Aylardır konuşulan, her yerde afişlerini gördüğüm, sektörün perde arkası ve perde önü bütün büyük isimlerini bir araya getiren Alice Müzikali’nin prömiyerindeyim. Perde açıldığı andan itibaren orada olan herkesin büyülendiğine eminim. Biz İstanbul’da buna benzer bir Türk yapımı görmemiştik. İnanılmaz bir video mapping, dijital oyunlar, sahne dekoru, ışık düzeni. Anında havaya giriyoruz. Londra’da müzikal izler gibiyiz… Serenay Sarıkaya, müzikalde Alice’i canlandırıyor. Karakterin çok iyi bilinen mavi beyaz elbisesini, rugan mabetlerini bile iyi taşıyor, evet. Şarkı da söylüyor, evet. Dans da ediyor, evet. Bir ara üzerinde atlıkarınca kostümü taşıyor. “O şekli de mi güzel?” derseniz, evet.

● **Sağlanan bilgiler**
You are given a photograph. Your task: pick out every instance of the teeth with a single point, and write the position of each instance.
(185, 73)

● **Görevin amacı**
Alice Müzikali’nin prömiyerini anlatan yazıyı, son cümlesinin ardından devam ettirir misin?

● **Görevin sonucu**
Müzikal, hem yetenek avı hem yapım anlamında büyük bir yatırım. Yapımcısından afiş tasarımcısına, oyuncularından metin yazarına ve yönetmenine herkes alanının bir numarası. Örneğin ben oyundan çıkar çıkmaz dijital uygulamaları ve mapping’i kimin yaptığını araştırdım, buldum. En kısa zamanda kapılarını çalmak istiyorum…
Serenay Sarıkaya, ilk kez sahnede olmasına rağmen performansı çok beğenildi. Orkestra eşliğinde şarkı söylüyor, dans ediyor, havalarda uçuyor… Bana kalırsa bir kez daha kendini gerçekleştiriyor… 17 yaşından beri oyunculuk yapıyor, kariyerinin en başından beri çıtasını sürekli yükseltmesi bir yana, son yıllarda son derece cesur adımlar atıyor. Ana akımın as oyuncularından biri olarak bir internet dizisine ilk cüret edenlerden olduğu gibi, şimdi de müzikale girişiyor ve hakkını veriyor.
Müzikal, 1865’te Lewis Carroll tarafından yazılan ve bugüne kadar yaklaşık iki yüz dile çevrilen Alice in Wonderland romanından uyarlama. Roman büyüklere de çocuklara da hitap eden sıra dışı, felsefi bir metne ve kurguya sahip. Serdar Biliş yönetmenliğinde sahneye uyarlanan versiyonu da aynı öyle.Birkaç an var, gözümün önünden gitmiyorlar. Serenay’ın söylediği ilk şarkı, ilk söz: “İnsanlar olmuşlar birer ekran, kim bilir gerçekte nasıllar? Kendimi yalnız hissediyorsam, sebep biraz benim, biraz onlar…”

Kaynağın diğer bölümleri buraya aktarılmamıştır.